DESCRIPTION OF THE TASK => Transcribe the entries that follow exactly as they appear, minus pictures.

(RECORD EXCERPTS)

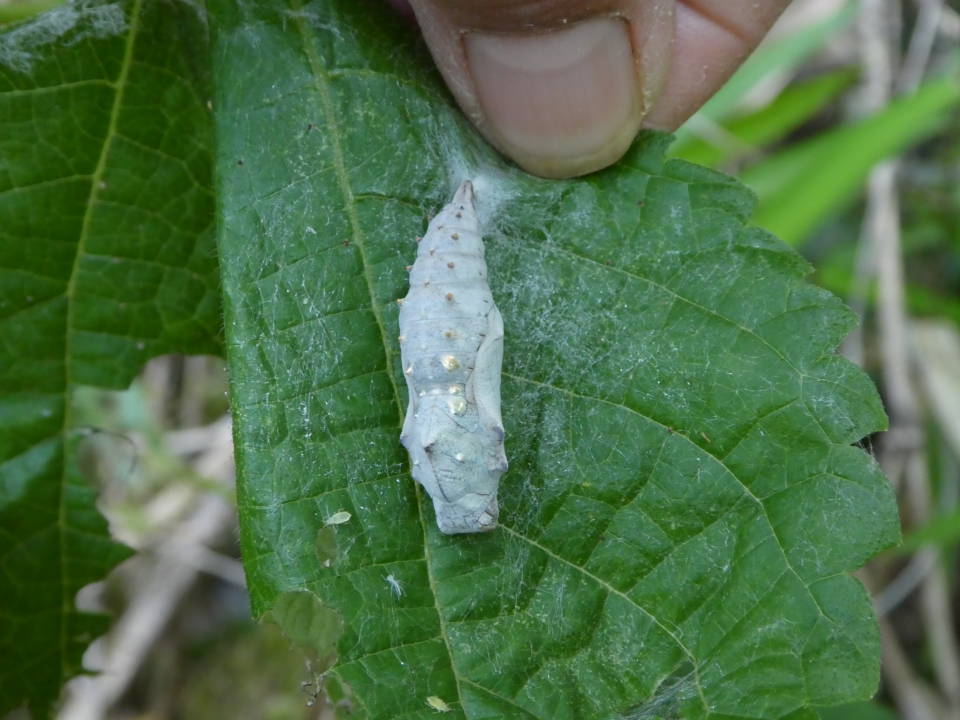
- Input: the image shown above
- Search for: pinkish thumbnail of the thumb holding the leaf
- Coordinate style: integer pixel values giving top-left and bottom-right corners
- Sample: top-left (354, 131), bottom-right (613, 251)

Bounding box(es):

(End RECORD EXCERPTS)

REPLY =>
- Input: the image shown above
- Search for: pinkish thumbnail of the thumb holding the leaf
- Coordinate style: integer pixel values giving top-left and bottom-right corners
- Sample: top-left (354, 131), bottom-right (613, 251)

Bounding box(es):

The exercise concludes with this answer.